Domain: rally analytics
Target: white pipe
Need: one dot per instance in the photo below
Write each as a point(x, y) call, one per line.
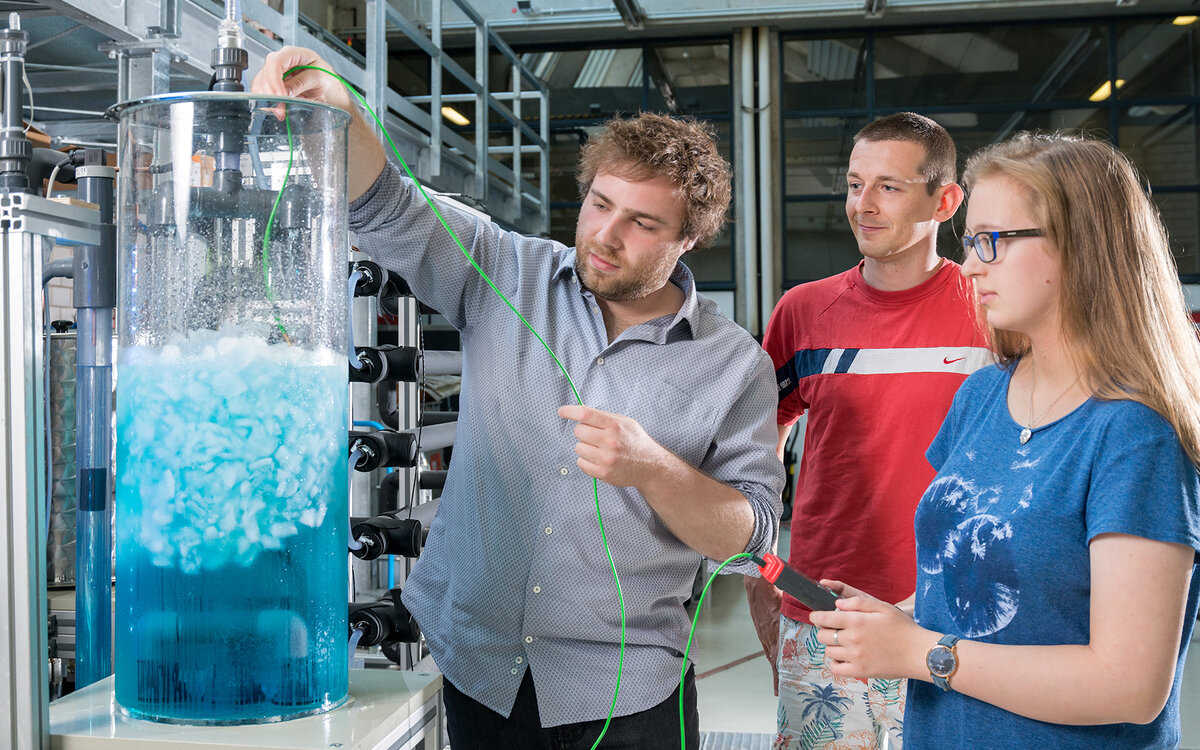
point(748, 234)
point(767, 161)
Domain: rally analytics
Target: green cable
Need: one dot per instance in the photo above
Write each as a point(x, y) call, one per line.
point(267, 234)
point(595, 484)
point(683, 671)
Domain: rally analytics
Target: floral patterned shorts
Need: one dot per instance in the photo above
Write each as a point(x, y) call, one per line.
point(820, 711)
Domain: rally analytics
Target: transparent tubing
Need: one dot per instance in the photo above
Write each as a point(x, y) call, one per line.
point(94, 551)
point(232, 511)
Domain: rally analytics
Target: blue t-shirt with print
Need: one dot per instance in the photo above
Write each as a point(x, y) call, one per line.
point(1002, 547)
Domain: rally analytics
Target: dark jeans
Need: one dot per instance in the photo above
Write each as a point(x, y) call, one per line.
point(473, 726)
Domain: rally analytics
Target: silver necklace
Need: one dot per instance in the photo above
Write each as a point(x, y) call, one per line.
point(1027, 432)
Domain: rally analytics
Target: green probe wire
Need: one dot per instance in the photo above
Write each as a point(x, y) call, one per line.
point(270, 222)
point(595, 484)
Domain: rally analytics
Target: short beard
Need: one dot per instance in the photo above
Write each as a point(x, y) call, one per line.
point(645, 282)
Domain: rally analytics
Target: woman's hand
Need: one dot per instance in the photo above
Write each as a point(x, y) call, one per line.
point(867, 637)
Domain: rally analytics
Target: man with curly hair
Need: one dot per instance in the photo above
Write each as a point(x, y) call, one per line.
point(514, 592)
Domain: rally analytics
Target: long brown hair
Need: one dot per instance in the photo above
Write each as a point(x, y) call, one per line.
point(1123, 315)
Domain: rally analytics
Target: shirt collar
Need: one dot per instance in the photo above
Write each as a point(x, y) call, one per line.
point(681, 276)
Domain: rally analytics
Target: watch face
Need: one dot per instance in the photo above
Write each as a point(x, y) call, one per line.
point(941, 661)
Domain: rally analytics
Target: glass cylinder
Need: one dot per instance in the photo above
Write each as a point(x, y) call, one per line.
point(232, 517)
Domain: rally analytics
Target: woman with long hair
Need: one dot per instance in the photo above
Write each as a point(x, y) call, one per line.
point(1057, 546)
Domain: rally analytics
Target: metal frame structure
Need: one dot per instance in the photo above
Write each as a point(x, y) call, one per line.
point(29, 226)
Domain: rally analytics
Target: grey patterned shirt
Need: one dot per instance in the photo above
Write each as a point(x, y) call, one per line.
point(514, 575)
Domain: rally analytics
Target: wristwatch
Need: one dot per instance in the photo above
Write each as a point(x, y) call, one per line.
point(943, 661)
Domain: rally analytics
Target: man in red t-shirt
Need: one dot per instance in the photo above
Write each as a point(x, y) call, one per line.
point(874, 357)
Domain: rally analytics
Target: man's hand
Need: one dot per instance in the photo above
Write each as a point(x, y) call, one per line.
point(304, 84)
point(365, 154)
point(615, 449)
point(765, 604)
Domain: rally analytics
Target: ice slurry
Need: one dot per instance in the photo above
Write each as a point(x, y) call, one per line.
point(231, 469)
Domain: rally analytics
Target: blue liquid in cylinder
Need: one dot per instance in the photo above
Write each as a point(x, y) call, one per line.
point(231, 532)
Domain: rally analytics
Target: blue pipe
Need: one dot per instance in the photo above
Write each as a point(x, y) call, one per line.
point(95, 295)
point(94, 551)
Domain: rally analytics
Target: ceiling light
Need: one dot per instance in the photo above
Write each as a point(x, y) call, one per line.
point(1104, 91)
point(456, 117)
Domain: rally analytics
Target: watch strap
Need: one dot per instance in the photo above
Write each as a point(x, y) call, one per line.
point(947, 642)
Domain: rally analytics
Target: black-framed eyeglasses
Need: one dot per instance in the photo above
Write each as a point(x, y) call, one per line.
point(984, 243)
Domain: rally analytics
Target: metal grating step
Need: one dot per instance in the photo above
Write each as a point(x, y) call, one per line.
point(735, 741)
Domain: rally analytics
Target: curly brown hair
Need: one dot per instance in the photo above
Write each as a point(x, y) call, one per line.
point(681, 149)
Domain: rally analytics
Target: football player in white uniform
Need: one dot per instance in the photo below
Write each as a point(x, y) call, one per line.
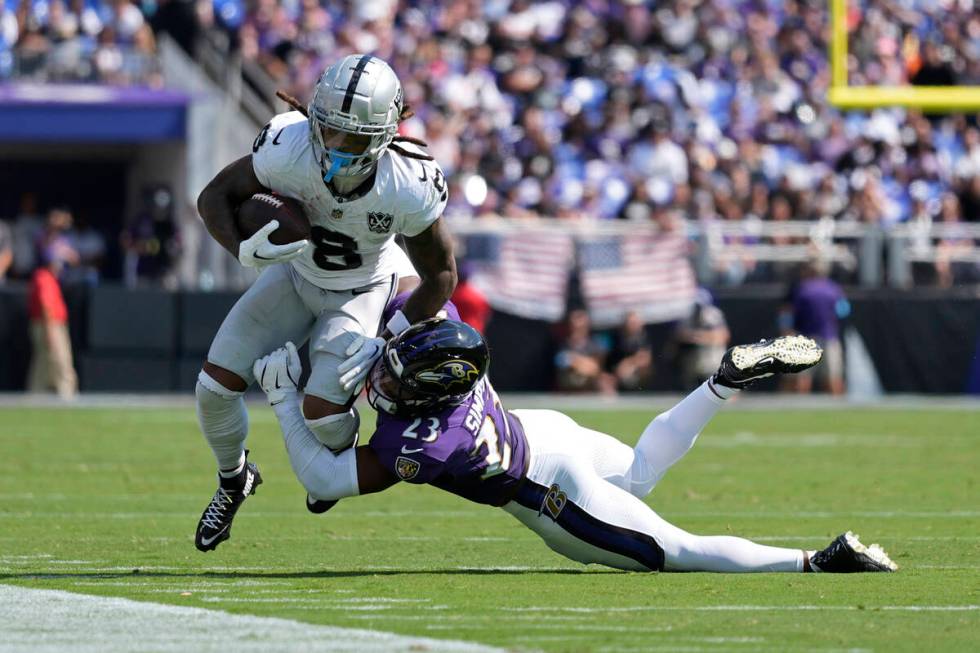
point(360, 184)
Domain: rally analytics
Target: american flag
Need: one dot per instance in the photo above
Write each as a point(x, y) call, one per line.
point(524, 273)
point(645, 272)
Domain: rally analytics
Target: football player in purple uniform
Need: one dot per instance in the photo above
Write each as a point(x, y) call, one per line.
point(441, 422)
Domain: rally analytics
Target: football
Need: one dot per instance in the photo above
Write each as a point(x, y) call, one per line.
point(261, 208)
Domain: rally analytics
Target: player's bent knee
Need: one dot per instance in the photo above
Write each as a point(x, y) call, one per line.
point(209, 388)
point(336, 429)
point(330, 477)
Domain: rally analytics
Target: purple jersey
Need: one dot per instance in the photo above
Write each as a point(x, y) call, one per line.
point(476, 449)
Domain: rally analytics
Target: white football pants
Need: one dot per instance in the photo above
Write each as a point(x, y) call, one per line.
point(583, 496)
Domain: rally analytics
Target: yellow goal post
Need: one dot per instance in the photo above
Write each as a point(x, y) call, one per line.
point(934, 99)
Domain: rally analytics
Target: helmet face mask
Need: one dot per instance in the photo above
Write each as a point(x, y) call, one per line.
point(359, 97)
point(434, 364)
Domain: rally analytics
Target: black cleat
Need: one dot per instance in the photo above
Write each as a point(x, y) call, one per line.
point(846, 555)
point(744, 364)
point(215, 525)
point(318, 506)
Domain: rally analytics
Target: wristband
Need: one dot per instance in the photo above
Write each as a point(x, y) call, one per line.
point(398, 323)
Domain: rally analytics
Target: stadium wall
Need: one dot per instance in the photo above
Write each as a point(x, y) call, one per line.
point(154, 340)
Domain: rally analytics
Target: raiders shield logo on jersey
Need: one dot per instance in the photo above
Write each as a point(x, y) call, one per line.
point(380, 223)
point(406, 468)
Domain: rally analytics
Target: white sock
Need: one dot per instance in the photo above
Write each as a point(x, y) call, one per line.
point(671, 435)
point(224, 422)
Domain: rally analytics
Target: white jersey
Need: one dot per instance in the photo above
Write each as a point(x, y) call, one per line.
point(352, 240)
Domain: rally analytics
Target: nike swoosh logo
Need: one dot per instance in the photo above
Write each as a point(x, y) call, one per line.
point(208, 540)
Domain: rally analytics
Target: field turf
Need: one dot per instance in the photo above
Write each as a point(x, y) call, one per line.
point(105, 502)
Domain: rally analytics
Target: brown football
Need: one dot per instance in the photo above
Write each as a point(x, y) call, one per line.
point(261, 208)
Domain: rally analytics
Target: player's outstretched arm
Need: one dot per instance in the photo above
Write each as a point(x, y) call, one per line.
point(431, 252)
point(223, 194)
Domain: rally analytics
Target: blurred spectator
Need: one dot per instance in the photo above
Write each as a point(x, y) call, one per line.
point(27, 230)
point(6, 250)
point(631, 358)
point(814, 308)
point(151, 241)
point(51, 368)
point(701, 340)
point(473, 307)
point(104, 41)
point(580, 361)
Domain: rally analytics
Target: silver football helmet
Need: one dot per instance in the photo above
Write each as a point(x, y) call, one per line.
point(354, 115)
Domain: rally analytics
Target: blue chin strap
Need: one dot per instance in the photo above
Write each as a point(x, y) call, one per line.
point(338, 161)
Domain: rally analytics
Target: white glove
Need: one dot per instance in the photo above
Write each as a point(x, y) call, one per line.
point(258, 252)
point(361, 356)
point(278, 373)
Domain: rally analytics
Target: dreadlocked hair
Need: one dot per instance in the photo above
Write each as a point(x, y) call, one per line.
point(405, 114)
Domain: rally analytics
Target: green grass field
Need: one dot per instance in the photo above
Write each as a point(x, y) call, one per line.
point(105, 502)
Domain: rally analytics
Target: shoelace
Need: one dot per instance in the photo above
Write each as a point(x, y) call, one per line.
point(215, 513)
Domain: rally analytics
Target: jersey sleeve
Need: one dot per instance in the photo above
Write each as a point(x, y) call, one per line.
point(432, 195)
point(274, 152)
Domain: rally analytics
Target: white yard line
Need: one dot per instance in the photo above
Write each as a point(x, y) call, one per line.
point(43, 621)
point(482, 514)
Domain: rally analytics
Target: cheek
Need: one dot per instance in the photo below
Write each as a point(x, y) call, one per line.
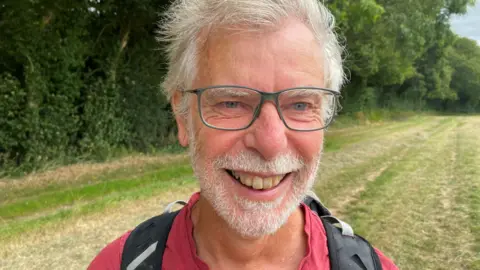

+ + + + +

The required output is a copy of each line in the records where the string "strap" occurs.

Target: watch strap
Target: blue chin strap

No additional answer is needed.